Set the following entries down again exactly, line by line.

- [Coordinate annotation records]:
* Start *

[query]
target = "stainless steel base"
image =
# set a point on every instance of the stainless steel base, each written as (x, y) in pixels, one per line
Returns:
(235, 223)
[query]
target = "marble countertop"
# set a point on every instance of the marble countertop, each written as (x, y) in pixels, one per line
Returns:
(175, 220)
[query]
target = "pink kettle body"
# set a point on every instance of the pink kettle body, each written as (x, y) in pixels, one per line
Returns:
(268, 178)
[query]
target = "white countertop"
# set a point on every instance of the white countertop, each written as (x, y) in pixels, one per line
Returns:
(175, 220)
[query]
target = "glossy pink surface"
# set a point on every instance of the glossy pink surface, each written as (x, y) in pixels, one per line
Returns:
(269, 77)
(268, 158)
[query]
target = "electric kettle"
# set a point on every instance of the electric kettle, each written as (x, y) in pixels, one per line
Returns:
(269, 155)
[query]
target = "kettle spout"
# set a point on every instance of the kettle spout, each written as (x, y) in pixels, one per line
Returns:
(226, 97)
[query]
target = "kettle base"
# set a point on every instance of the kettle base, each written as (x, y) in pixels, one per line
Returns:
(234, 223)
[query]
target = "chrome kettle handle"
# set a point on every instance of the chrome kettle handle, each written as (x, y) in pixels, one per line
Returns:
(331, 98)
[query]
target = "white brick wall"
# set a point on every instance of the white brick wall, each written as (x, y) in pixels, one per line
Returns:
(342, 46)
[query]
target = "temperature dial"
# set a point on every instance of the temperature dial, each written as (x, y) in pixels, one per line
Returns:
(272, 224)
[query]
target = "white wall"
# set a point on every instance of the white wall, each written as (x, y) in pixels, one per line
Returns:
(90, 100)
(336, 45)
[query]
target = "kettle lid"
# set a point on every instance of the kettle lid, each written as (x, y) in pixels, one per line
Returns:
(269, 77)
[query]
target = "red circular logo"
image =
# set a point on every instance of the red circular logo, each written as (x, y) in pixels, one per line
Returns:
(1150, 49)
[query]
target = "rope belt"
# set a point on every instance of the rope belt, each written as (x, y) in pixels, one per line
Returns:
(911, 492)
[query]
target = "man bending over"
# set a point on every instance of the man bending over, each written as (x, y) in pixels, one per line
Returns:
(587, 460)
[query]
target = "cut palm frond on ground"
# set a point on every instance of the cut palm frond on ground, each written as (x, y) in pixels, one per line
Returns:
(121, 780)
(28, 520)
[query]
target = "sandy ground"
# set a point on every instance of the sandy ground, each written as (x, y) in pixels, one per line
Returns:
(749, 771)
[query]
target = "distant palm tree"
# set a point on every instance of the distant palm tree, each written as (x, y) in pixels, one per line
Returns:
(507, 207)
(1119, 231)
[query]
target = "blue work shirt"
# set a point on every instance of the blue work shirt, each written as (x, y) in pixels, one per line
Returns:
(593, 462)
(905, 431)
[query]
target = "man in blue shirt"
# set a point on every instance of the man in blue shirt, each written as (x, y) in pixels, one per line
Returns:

* End *

- [FINAL RESULT]:
[query]
target = "stainless steel base"
image =
# set a point on every instance of the stainless steel base, each written as (x, y) in pixels, one per line
Returns:
(235, 223)
[query]
target = "marble countertop"
# set a point on every instance of the marble countertop, each written as (x, y) in pixels, one per line
Returns:
(175, 220)
[query]
target = "pink kettle body"
# set a point on every instance of the pink kettle body, each written as (x, y) in pixels, one per line
Returns:
(268, 178)
[query]
target = "white countertop"
# set a point on every instance of the white countertop, each written as (x, y) in pixels, one per line
Returns:
(175, 220)
[query]
target = "glossy pink surface"
# set a point on every instance of the glossy pink surface, each written as (x, y) in pixels, one per line
Returns:
(269, 77)
(268, 158)
[query]
target = "electric kettle"
# set a point on every instance of the electric kettle, each written as (x, y) in pixels, one per line
Returns:
(269, 155)
[query]
target = "kettle spout"
# set a point on every instance of the kettle spout, each written as (x, y) in pixels, one per line
Returns:
(226, 97)
[query]
target = "kettle base"
# set a point on every instance of the kettle base, each written as (x, y) in pixels, one per line
Returns:
(234, 223)
[query]
target = "chrome kettle handle"
# set a point on every instance of the chrome kettle handle, each written as (x, y) in pixels, one per line
Returns:
(331, 98)
[query]
target = "white brick wall"
# set a point on every instance of the white brick wall, each written as (x, y) in pixels, one per line
Returns:
(342, 46)
[query]
target = "temperature dial"
# set a point on every instance of the temperature dial, each written as (x, y) in pixels, one per line
Returns:
(272, 224)
[query]
target = "white wall"
# set a point on every instance of the white wall, each written as (x, y) in pixels, one per line
Returns:
(90, 100)
(336, 45)
[query]
target = "kettle lid"
# set a point on every instance of the kettle lid, each written as (x, y) in pixels, one per line
Returns:
(269, 77)
[query]
target = "red circular logo"
image =
# set a point on every instance of the red circular logo, each written as (x, y) in pixels, one per line
Returns:
(1150, 49)
[query]
target = "rope belt"
# set a point on every instance of the rope belt, each written as (x, y) in pixels, one per line
Returns:
(911, 492)
[query]
target = "man bending over"
# set a point on every instance of the man bending over, each written as (x, y) in pixels, one per line
Returns:
(587, 460)
[query]
target = "cut palm frond on ground"
# set a point on every instance of the cut palm frond on ground, each written as (x, y) in pixels, one per line
Returns:
(121, 780)
(28, 520)
[query]
target = "sandy ground"
# set a point on every instance of the sandy ground, each written as (x, y) in pixels, one per line
Returns:
(749, 771)
[query]
target = "distant palm tree"
# set a point on every instance of the distant palm tree, each written as (x, y) in pixels, one per line
Returns:
(507, 207)
(1119, 231)
[query]
target = "blue work shirt"
# set a point on every instance of the blue work shirt, each written as (x, y) in pixels, one per line
Returns:
(593, 462)
(905, 431)
[query]
target = "man in blue shirt"
# set a point on every instance of the man in blue shirt, each written as (x, y) in pixels, one per line
Returns:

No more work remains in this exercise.